— WHAT THE TASK ASKS —
Reproduce word for word everything in the Openfire forum excerpt below from "Thought I had" down to "interface still functional.".

BEGIN SOURCE EXTRACT

Just upgraded, started seeing this problem as soon as people started using it.

25126 daemon
20 0 668404 122184 10048 S 99.9 6.5 89:08.71 /opt/openfire/jre/bin/java -server -DopenfireHome=/opt/openfire -Dopenfire.lib.dir=/opt/openfire/lib -cl+

I’ve looked trough the logs, nothing useful.

No fancy plugins, just AD and MySQL setup. I only upgraded because I kept getting reminders from the server to upgrade.

I have since downgraded via yum downgrade

I may have a fix (fingers crossed). I have only tested this with a OS X server. I have not tested this with any other platform.

Openfire 3.10.0

OSX Server

Java Version: 1.8.0_45 Oracle Corporation – Java HotSpot™ 64-Bit Server VM

Plugins installed:Broadcast, Just Married, Monitoring Service, Search, Subscription, User Import Export

**System ran for 5 days with no crashing. Just migrated users over yesterday afternoon. Showing no issues at this time. **

I modified the following file: opener-launchd-wrapper.sh

Original reads:

/usr/bin/java -server -jar “$OPENFIRE_HOME/lib/startup.jar” -Dopenfire.lib.dir=/usr/local/openfire/lib&

Change to:

/usr/bin/java -server -jar “$OPENFIRE_HOME/lib/startup.jar” -Dopenfire.lib.dir=/usr/local/openfire/lib -Djava.net.preferIPv4Stack=true -Xms256m -Xmx768m -XX:+UseG1GC&

1 Like

Thought I had this issue fixed. Server was up 13 days, but then then the CPU pegged and all clients got booted, but the management web interface still functional.

nohup.out attached (generated with ‘kill -3’ after CPU pegged).

CentOS 6.6 VM on ESXi, 2GB RAM, 1 CPU.

OF 3.10.0, embedded database, AD auth, default JVM (1.7.0_76 Oracle). OPENFIRE_OPTS="-Djava.net.preferIPv4Stack=true -Xms256m -Xmx1024m -XX:+UseG1GC"

END SOURCE EXTRACT
BEGIN DATASET ENTRIES

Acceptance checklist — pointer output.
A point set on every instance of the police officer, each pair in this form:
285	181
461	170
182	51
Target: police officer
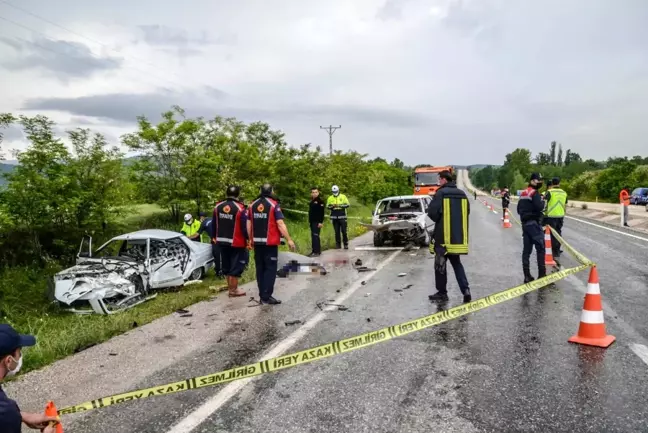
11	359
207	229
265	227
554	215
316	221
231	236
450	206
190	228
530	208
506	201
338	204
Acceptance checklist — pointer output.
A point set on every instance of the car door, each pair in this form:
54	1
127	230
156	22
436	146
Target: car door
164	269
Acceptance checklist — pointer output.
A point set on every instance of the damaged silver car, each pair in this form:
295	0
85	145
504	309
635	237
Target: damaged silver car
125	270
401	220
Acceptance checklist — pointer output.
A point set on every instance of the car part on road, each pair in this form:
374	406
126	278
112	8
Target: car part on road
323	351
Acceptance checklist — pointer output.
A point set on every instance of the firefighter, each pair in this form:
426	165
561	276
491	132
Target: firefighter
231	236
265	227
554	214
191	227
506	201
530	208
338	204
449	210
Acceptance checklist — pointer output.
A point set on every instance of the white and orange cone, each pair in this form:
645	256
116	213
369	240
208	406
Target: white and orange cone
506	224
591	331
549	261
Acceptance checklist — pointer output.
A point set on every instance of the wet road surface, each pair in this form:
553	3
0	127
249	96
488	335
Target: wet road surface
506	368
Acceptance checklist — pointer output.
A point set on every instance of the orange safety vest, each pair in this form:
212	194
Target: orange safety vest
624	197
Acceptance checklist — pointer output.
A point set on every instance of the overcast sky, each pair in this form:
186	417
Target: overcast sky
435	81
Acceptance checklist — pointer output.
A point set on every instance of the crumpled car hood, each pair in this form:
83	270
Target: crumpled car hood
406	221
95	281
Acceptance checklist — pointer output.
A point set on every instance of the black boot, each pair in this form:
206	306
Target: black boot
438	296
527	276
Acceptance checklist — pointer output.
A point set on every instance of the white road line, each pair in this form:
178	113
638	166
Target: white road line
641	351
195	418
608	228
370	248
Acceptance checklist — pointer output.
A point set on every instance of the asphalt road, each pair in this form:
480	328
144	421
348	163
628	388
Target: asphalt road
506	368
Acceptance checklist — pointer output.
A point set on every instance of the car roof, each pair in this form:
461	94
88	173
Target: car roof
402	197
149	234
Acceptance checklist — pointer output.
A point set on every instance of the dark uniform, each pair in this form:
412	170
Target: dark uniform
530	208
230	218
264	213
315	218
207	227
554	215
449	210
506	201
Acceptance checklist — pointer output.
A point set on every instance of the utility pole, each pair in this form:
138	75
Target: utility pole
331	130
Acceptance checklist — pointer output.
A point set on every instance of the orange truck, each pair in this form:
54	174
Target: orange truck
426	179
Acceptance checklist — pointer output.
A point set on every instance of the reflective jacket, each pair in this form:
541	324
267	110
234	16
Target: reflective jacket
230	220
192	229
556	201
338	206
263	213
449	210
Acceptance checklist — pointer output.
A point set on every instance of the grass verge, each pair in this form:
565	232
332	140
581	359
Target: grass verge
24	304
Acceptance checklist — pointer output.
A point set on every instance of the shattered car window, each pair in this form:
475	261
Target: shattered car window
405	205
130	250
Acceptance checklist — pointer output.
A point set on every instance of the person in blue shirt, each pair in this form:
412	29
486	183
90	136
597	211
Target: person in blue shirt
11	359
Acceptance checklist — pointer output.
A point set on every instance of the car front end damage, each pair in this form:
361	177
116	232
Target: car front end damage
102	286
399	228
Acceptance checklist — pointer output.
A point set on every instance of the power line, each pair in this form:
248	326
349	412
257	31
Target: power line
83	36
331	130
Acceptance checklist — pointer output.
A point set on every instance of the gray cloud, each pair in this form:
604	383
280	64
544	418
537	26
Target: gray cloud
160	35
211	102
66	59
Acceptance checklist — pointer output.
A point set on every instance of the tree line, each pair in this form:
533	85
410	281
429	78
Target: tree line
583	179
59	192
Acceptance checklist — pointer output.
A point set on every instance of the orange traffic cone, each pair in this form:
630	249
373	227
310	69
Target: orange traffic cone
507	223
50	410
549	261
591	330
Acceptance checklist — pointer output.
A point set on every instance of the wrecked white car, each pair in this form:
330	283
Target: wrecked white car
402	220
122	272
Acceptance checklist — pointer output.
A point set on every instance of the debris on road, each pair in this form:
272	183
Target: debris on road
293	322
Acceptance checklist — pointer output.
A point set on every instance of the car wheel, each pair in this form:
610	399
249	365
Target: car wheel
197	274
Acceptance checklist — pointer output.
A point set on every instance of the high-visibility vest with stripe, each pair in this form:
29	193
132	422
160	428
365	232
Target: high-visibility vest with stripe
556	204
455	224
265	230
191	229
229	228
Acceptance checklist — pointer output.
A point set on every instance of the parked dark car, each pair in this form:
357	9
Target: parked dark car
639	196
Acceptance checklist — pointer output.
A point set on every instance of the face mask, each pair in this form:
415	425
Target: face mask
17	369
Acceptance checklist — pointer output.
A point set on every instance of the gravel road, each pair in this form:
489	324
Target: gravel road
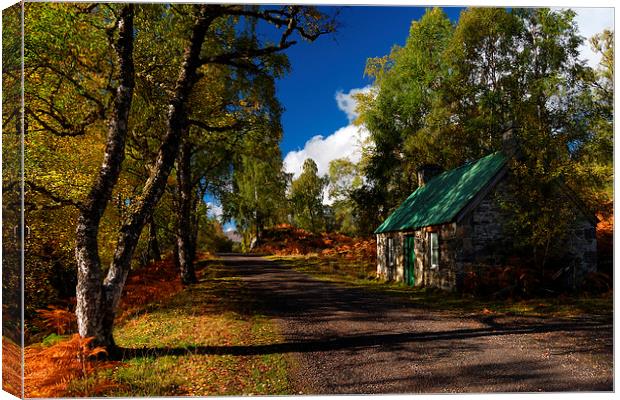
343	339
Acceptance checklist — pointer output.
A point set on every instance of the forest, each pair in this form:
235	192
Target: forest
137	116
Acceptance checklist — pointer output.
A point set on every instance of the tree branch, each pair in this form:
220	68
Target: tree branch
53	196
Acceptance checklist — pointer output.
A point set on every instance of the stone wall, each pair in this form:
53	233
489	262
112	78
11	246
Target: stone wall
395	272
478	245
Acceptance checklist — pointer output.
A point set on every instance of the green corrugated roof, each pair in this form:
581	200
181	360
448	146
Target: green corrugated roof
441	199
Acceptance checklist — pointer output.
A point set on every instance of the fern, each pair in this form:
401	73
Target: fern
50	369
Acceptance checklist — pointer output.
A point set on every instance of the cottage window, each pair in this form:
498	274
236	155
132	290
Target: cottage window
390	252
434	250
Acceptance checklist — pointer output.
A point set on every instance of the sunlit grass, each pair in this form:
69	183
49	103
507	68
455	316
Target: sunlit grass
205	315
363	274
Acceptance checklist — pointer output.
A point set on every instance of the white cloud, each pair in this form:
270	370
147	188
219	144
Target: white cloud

END DATASET ENTRIES

— RESULT —
Thought I had this issue fixed. Server was up 13 days, but then then the CPU pegged and all clients got booted, but the management web interface still functional.